> **Provided information**:
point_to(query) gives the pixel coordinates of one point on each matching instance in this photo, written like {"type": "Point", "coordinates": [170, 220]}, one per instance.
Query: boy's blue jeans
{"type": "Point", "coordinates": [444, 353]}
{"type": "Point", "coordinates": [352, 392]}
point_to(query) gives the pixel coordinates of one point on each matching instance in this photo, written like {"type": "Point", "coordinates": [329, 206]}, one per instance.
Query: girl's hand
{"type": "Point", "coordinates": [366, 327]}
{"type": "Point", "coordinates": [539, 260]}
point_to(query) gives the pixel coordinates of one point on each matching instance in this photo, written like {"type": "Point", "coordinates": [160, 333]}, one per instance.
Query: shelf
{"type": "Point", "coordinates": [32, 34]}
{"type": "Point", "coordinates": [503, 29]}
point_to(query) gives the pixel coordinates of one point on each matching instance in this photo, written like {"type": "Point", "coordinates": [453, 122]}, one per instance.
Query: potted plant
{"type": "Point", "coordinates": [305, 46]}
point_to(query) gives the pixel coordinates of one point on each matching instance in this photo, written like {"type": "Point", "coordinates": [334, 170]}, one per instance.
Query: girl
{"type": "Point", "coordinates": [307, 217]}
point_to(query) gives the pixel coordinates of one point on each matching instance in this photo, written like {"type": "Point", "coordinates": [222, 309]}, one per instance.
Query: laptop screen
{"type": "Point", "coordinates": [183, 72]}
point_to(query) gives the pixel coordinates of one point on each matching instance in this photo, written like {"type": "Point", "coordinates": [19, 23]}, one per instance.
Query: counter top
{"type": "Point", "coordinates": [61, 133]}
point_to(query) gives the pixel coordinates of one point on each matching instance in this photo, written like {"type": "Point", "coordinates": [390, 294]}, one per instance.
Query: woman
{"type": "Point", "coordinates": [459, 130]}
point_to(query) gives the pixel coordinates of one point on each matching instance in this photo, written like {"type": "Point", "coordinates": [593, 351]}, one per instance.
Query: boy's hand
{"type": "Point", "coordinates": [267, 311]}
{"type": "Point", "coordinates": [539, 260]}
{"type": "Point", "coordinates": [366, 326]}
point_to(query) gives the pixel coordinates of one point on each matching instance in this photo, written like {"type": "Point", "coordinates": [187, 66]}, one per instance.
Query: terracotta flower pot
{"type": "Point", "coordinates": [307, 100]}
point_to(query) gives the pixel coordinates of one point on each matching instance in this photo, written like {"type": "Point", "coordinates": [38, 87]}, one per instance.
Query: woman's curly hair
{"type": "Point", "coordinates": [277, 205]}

> **Set exercise**:
Give an exact repetition of all the material.

> **Expected answer**:
point_to(query) gives the pixel coordinates of one point on each matching instance in this photo, written like {"type": "Point", "coordinates": [170, 220]}, one per instance.
Query: boy's blue jeans
{"type": "Point", "coordinates": [444, 353]}
{"type": "Point", "coordinates": [352, 392]}
point_to(query) gives the pixel coordinates of one point on each matching instance in this photo, written like {"type": "Point", "coordinates": [329, 206]}, one per instance.
Query: girl's hand
{"type": "Point", "coordinates": [366, 327]}
{"type": "Point", "coordinates": [539, 260]}
point_to(query) gives the pixel coordinates of one point on each matching instance in this photo, written like {"type": "Point", "coordinates": [160, 333]}, one per instance.
Query: shelf
{"type": "Point", "coordinates": [32, 34]}
{"type": "Point", "coordinates": [503, 29]}
point_to(query) gives the pixel coordinates of one point on each matching instance in this photo, written like {"type": "Point", "coordinates": [453, 122]}, one per instance.
Query: potted plant
{"type": "Point", "coordinates": [305, 46]}
point_to(query) gives the pixel coordinates of one point on each matching instance in this photo, written like {"type": "Point", "coordinates": [334, 170]}, one per instance.
Query: girl
{"type": "Point", "coordinates": [307, 217]}
point_to(query) gives the pixel coordinates of one point on each matching instance in this photo, written like {"type": "Point", "coordinates": [222, 309]}, one per instance.
Query: laptop screen
{"type": "Point", "coordinates": [183, 72]}
point_to(query) gives the pixel coordinates of one point on each matching instance in this photo, written like {"type": "Point", "coordinates": [19, 23]}, one per instance.
Query: counter top
{"type": "Point", "coordinates": [61, 133]}
point_to(query) gives the pixel coordinates of one point on each matching instance in this photo, written like {"type": "Point", "coordinates": [390, 294]}, one per instance.
Query: woman
{"type": "Point", "coordinates": [459, 130]}
point_to(query) gives the pixel coordinates of one point on each matching instance in this photo, written like {"type": "Point", "coordinates": [593, 351]}, one per instance.
Query: boy's hand
{"type": "Point", "coordinates": [267, 311]}
{"type": "Point", "coordinates": [539, 260]}
{"type": "Point", "coordinates": [366, 326]}
point_to(query) gives the pixel coordinates of one point on each matching instance in this photo, written like {"type": "Point", "coordinates": [187, 66]}, one per instance.
Query: terracotta flower pot
{"type": "Point", "coordinates": [307, 100]}
point_to(query) gives the pixel coordinates of one point on each matching instance in this photo, written like {"type": "Point", "coordinates": [38, 87]}, one per instance.
Query: woman's curly hair
{"type": "Point", "coordinates": [277, 205]}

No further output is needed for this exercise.